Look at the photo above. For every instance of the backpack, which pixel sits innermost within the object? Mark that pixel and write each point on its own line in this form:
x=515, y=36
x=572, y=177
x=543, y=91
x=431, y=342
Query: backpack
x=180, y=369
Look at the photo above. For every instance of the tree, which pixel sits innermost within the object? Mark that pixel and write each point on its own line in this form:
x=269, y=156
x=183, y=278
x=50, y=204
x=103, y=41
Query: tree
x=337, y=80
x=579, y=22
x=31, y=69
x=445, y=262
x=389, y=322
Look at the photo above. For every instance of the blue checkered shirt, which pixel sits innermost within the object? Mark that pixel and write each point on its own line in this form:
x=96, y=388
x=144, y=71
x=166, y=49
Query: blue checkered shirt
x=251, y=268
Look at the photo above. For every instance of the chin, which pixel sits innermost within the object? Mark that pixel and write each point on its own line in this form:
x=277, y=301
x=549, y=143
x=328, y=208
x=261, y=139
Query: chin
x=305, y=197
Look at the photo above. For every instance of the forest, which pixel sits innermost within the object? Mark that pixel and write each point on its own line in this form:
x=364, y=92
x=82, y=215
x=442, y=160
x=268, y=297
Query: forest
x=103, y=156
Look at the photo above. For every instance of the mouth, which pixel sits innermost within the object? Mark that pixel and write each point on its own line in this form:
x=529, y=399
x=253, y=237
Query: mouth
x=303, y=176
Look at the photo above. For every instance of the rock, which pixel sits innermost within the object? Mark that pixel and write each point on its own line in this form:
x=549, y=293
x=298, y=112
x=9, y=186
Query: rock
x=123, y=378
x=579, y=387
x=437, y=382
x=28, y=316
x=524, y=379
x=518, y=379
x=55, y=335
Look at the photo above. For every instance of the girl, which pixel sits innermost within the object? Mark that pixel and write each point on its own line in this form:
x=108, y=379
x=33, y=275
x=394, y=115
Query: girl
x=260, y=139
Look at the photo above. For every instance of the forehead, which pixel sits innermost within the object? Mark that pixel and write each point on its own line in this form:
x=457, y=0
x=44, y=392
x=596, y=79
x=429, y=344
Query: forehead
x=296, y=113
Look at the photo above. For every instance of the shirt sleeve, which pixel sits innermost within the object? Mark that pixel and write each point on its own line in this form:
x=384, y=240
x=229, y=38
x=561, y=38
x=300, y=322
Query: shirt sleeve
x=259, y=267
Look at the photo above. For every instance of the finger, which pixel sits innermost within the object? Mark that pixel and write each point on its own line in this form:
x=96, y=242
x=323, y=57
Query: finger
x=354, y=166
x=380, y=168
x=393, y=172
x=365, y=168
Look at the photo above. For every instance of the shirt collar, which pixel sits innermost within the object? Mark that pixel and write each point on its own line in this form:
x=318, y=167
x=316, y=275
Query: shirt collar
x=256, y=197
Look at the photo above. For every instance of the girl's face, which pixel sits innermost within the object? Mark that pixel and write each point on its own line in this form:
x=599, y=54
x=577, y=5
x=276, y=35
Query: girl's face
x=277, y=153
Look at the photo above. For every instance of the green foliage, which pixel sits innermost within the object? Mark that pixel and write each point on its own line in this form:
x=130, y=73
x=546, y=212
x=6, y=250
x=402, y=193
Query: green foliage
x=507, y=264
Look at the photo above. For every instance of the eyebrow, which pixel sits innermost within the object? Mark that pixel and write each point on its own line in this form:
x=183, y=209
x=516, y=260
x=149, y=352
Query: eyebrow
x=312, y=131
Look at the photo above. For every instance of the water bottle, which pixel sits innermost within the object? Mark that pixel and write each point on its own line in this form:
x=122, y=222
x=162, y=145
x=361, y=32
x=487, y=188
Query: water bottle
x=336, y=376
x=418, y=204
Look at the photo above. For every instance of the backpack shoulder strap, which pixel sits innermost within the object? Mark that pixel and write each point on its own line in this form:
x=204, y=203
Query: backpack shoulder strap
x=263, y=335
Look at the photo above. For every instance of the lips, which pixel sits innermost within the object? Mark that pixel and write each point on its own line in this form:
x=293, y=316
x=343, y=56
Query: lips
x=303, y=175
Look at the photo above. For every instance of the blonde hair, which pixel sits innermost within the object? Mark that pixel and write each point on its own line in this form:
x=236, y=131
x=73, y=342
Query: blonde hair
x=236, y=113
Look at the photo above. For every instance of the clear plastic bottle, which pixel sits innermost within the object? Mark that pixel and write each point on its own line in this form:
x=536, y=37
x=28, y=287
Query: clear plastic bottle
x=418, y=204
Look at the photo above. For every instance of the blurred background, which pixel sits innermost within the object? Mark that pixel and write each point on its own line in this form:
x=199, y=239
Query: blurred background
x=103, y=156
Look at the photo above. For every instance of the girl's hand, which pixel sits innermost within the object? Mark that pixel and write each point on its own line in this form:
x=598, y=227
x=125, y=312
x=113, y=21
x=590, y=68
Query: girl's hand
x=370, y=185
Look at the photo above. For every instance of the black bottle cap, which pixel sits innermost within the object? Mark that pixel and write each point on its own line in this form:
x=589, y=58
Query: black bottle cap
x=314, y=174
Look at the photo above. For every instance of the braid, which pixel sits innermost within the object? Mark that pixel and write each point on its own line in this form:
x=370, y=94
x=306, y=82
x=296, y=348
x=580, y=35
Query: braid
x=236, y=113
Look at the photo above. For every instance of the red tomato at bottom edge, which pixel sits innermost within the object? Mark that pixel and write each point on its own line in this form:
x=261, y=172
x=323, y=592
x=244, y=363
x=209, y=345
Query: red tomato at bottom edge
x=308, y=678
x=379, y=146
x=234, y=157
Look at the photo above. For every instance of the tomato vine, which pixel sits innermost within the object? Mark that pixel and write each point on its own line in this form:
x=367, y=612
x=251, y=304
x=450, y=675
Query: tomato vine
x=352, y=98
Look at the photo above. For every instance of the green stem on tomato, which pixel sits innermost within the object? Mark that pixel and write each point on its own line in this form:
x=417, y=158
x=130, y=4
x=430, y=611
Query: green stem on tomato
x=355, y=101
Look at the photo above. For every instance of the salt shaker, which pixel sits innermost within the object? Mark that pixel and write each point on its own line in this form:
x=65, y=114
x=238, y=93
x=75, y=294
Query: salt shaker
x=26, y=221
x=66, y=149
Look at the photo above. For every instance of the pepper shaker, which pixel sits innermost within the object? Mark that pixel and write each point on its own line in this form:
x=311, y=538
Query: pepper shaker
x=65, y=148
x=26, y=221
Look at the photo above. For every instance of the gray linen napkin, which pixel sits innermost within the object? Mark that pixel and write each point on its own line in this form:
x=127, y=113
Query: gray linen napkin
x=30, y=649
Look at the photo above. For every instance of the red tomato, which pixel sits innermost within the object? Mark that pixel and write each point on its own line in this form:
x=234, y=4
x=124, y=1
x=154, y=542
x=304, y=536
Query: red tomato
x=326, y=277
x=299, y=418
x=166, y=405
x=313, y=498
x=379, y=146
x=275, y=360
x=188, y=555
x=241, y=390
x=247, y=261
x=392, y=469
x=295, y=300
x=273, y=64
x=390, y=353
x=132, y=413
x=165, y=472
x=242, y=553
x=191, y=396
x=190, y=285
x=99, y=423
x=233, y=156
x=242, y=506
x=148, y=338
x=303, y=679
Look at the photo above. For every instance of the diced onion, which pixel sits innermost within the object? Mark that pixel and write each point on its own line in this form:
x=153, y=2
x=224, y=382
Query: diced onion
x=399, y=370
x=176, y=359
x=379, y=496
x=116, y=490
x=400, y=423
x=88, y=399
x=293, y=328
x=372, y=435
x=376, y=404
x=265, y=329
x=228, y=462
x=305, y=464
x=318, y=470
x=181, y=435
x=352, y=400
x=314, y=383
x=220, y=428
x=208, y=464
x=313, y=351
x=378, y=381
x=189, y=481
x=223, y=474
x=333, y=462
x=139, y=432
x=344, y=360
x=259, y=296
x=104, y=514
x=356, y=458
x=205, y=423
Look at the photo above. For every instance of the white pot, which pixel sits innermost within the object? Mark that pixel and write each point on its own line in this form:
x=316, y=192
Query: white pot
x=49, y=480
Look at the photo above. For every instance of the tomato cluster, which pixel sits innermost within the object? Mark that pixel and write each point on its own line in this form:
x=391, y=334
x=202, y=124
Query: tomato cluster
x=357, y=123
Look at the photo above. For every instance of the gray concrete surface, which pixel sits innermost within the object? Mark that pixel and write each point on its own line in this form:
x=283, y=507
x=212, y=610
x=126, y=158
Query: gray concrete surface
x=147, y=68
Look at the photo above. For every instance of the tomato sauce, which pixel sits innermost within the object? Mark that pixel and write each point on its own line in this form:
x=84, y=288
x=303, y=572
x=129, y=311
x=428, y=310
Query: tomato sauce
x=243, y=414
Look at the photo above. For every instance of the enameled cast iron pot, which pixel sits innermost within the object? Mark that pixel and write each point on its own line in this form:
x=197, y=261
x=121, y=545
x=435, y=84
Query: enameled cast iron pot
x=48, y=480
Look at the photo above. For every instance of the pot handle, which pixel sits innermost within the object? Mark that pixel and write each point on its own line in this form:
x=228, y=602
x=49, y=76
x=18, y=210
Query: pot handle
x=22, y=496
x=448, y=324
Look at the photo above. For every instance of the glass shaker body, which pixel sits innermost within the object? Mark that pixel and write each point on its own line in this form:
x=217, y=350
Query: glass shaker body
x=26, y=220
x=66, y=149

## REQUEST
Put the part of the items that opens with the line containing "Look at the photo above. For every instance of the pepper" and closes with the line containing "x=30, y=649" into a JSON list of strings, one string per line, including both of those lines and leaving out any blank lines.

## SOLVED PROBLEM
[
  "Look at the photo above. For every instance of the pepper shaker, which pixel sits innermost within the object? Mark that pixel and write each point on its own line in this form:",
  "x=311, y=538",
  "Query: pepper shaker",
  "x=65, y=148",
  "x=26, y=221",
  "Look at the photo above. For every instance of the gray linen napkin, which pixel sits innermost within the object? Mark that pixel and write each point on its own line in this form:",
  "x=127, y=113",
  "Query: gray linen napkin",
  "x=30, y=649"
]